→ **ЧТО СДЕЛАТЬ**:
a: Перечислите все немецкие слова, которые в тексте о Форстере и Польше даны в скобках.
b: Продолжите текст о Форстере и Польше, начав сразу после его последнего предложения.

Среди всех европейских наций поляки одни довели невежество и варварство до такой степени, что почти уничтожили (vertilgen) последний след умственной силы (Denkkraft) в своих крепостных; но они сами несут всю тяжесть наказания за это, частично из-за того, что скотоподобный (viehische) вассал отдает им едва ли десятую часть дохода, который мог бы дать им более свободный, счастливый и разумный крестьянин, частично же потому, что они сами… от бессилия стали посмешищем и предметом забавы для всех их соседей[864].

 

Для Форстера показатели варварства — экономическая иррациональность и презрение других, более культурных наций. Он недалеко ушел от Фридриха, назвавшего поляков «последним народом в Европе».

Обращаясь в письме из Вильнюса к своему другу, Форстер использует виденное им в Тихом океане как точку отсчета, позволяющую описать Польшу как некую промежуточную мешанину:

 

Ты мог бы найти много поводов посмеяться над этой мешаниной (Mischmasch) сарматской или почти новозеландской грубости и французской сверхутонченности … А может быть, и нет; смеются только над теми, чья вина лишь в том, что они смешны; не над теми, кто из-за образа правления, взращивания (как в данном случае следует назвать образование), дурного примера священников, деспотизма могущественных соседей, а также французских бродяг и итальянских бездельников испорчены уже с юности и не имеют надежды на будущее исправление. Этот народ, эти миллионы скотов в человеческом обличье, совершенно лишены всех привилегий человеческого рода … народ, который в настоящее время из-за многолетней привычки к рабскому состоянию поистине потонул в скотстве и бесчувственности, неописуемой лени и совершенно тупом невежестве, из которого, быть может, даже через сто лет он не сможет подняться на один уровень с чернью остальной Европы[865].

→ **ЗАПИСАННЫЕ ДАННЫЕ**:
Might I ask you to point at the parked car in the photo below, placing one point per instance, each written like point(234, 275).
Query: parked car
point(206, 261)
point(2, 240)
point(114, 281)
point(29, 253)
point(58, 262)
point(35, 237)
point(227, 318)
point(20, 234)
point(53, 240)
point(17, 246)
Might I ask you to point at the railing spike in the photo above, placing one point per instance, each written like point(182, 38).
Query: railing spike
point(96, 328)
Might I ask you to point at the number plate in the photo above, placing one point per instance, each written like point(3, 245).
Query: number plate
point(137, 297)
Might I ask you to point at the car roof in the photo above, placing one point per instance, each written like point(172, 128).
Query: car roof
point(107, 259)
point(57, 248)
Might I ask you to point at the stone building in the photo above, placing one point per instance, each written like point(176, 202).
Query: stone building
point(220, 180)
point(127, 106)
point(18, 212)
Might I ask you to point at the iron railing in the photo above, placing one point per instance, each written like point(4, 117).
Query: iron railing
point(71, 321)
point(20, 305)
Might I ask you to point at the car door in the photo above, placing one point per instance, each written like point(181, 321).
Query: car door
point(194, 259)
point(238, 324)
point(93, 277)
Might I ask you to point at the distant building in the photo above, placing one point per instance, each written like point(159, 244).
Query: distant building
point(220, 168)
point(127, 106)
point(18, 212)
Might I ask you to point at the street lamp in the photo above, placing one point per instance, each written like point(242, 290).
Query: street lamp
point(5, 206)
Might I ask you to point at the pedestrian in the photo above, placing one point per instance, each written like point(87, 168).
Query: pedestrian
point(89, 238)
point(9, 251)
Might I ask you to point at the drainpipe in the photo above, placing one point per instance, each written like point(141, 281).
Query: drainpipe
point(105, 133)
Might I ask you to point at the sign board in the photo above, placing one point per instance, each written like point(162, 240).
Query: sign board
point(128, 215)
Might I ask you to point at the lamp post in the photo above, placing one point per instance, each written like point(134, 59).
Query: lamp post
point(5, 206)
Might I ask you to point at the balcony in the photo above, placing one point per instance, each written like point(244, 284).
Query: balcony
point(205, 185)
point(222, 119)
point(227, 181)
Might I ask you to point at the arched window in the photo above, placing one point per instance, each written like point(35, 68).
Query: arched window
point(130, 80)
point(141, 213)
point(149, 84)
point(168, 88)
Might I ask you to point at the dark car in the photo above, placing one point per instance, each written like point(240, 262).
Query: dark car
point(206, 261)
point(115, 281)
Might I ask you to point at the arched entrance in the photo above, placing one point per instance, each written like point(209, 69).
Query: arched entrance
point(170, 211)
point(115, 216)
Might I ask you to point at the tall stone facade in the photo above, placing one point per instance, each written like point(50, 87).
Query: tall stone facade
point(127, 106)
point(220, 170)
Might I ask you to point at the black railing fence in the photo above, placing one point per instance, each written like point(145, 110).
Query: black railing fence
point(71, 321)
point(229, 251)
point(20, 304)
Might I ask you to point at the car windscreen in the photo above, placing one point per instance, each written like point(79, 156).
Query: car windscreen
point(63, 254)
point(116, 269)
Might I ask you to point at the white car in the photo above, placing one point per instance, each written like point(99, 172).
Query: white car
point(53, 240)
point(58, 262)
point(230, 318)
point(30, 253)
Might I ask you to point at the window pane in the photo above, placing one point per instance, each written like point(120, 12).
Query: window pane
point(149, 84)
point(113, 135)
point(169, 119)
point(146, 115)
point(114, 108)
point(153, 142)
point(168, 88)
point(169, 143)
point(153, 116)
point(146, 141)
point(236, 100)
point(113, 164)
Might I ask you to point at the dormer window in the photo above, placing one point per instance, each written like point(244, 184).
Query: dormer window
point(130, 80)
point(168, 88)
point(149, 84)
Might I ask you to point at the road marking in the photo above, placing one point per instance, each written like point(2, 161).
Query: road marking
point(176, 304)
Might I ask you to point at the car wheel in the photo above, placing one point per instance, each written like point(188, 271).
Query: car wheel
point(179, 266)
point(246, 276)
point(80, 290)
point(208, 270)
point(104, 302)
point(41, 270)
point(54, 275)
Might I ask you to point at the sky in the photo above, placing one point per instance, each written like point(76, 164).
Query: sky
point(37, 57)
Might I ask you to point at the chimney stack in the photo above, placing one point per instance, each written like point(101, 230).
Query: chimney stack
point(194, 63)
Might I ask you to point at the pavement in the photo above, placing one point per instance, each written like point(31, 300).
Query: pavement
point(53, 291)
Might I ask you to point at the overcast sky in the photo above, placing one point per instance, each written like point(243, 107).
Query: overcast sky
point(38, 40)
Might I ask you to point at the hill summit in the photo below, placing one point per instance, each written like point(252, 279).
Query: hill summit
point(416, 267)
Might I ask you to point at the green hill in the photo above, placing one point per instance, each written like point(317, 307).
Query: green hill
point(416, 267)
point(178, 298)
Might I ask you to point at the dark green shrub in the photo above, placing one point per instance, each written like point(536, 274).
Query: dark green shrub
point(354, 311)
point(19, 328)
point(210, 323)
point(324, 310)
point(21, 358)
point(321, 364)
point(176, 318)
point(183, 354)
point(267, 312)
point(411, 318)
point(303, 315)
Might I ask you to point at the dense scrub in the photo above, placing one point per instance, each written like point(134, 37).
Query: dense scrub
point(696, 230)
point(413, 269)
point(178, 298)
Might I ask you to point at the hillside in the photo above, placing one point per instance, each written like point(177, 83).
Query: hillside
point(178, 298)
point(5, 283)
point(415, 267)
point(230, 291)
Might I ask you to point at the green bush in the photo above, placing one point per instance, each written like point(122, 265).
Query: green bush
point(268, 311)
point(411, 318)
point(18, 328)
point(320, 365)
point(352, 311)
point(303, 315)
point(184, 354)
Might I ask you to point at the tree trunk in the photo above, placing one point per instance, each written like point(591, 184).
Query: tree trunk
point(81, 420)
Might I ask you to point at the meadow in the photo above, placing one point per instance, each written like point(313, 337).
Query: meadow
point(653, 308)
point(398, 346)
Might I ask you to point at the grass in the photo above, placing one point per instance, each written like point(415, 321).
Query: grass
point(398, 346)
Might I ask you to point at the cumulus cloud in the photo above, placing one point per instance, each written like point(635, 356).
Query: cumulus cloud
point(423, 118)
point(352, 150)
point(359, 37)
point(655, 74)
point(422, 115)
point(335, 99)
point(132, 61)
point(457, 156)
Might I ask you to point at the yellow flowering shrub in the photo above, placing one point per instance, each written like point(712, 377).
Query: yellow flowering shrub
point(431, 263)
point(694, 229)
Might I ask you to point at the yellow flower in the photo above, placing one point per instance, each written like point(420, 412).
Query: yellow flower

→ **ОЖИДАЕМЫЕ ОТВЕТЫ**:
a: vertilgen, Denkkraft, viehische, Mischmasch

b:
 

В его представлении отсталость измерялась в сравнении с другими странами Европы, целыми столетиями отставания; Форстер, однако, не включил в свой список определяющих факторов отсталости — расовую ущербность, несмотря на то что расовые проблемы занимали очень большое место в его мыслях, пока он, живя в Литве, столь строго судил о Польше.

В своем эссе «Еще о человеческих расах» Форстер не ссылался на свой польский опыт, хотя он жил в Вильнюсе, когда писал это сочинение. Более того, он саркастически радовался, что интеллектуальные споры философов Просвещения донеслись и до «глубин этих сарматских лесов», где он сам пытается избежать «духовного паралича» в умственной изоляции Литвы. Начал он с посылки, что, когда речь идет о расах, эмпирическое наблюдение гораздо ценнее теоретического подхода, скорее поддерживая Гердера, чем Канта в их споре о фундаментальном единстве человечества. Допуская различия в нюансах, Форстер главным образом интересовался контрастом, но не между немцами и поляками, а между черными и белыми:

 

Самый обезьяноподобный негр настолько тесно связан с белым человеком, что при пересечении обеих ветвей определяющие характеристики каждой сплетаются и сплавляются с другой в общей смеси. Расхождение очень невелико; и белый, и черный человек стоят довольно близко друг к другу; это и не могло быть по-другому, иначе человечество пришло бы в обезьянье состояние и негр, вместо того чтобы остаться человеком, стал обезьяной[866].

 

Форстер верил, что климат в значительной степени определяет расовые характеристики, которые поэтому могли варьироваться, и интересовался, «могли бы негроиды, если переселить их в наш климат, через определенное число несмешанных поколений потерять свой цвет, и постепенно изменить свой обезьяноподобный вид на европейский, соответствующий нашему климату»[867].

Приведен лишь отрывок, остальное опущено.